◆ **Data taken from a collection**:
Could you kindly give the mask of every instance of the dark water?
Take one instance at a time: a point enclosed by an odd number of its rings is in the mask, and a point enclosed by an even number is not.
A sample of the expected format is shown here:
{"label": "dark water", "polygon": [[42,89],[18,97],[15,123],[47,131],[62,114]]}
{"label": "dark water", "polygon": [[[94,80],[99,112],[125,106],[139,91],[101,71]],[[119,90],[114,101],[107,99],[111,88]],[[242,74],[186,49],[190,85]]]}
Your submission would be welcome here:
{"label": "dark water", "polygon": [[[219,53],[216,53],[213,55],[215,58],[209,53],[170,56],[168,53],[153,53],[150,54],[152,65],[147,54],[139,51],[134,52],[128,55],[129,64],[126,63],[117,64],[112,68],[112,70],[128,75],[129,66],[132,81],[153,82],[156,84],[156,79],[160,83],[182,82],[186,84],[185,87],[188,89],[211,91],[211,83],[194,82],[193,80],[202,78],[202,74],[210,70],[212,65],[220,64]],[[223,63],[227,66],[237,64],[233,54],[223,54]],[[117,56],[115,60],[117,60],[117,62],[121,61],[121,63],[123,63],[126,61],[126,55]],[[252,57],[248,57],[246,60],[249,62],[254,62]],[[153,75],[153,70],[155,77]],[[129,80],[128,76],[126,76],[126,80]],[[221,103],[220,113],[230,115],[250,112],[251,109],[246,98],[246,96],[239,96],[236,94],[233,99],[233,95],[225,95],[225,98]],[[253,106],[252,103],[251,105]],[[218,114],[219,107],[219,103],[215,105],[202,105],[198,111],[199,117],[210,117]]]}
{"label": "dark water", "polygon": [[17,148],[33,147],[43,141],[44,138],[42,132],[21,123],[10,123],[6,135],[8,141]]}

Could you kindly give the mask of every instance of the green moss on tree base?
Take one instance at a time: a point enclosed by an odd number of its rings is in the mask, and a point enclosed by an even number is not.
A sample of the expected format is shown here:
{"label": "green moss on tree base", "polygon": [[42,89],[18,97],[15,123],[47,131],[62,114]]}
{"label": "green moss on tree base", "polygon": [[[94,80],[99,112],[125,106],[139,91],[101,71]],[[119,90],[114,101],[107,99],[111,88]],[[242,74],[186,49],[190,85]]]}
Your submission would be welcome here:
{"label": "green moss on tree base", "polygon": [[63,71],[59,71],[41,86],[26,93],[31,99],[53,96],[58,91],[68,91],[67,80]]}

◆ **Goal**:
Quote the material word for word, starting at the line that contains "on tree base?" and continuing through the last line of the material.

◆ **Answer to this exercise**:
Could you kindly give the mask of every instance of the green moss on tree base?
Take one instance at a time: a point enclosed by an odd number of its rings is in the mask, and a point enclosed by an even number is not.
A sample of the expected format is shown here:
{"label": "green moss on tree base", "polygon": [[42,89],[18,97],[15,123],[47,131],[62,114]]}
{"label": "green moss on tree base", "polygon": [[[94,80],[99,112],[125,106],[139,91],[101,71]],[[119,90],[114,101],[107,99],[111,88]],[[242,74],[186,49],[190,85]]]}
Your submission would be welcome here:
{"label": "green moss on tree base", "polygon": [[63,71],[59,71],[41,86],[26,93],[31,99],[53,96],[58,91],[68,91],[67,80]]}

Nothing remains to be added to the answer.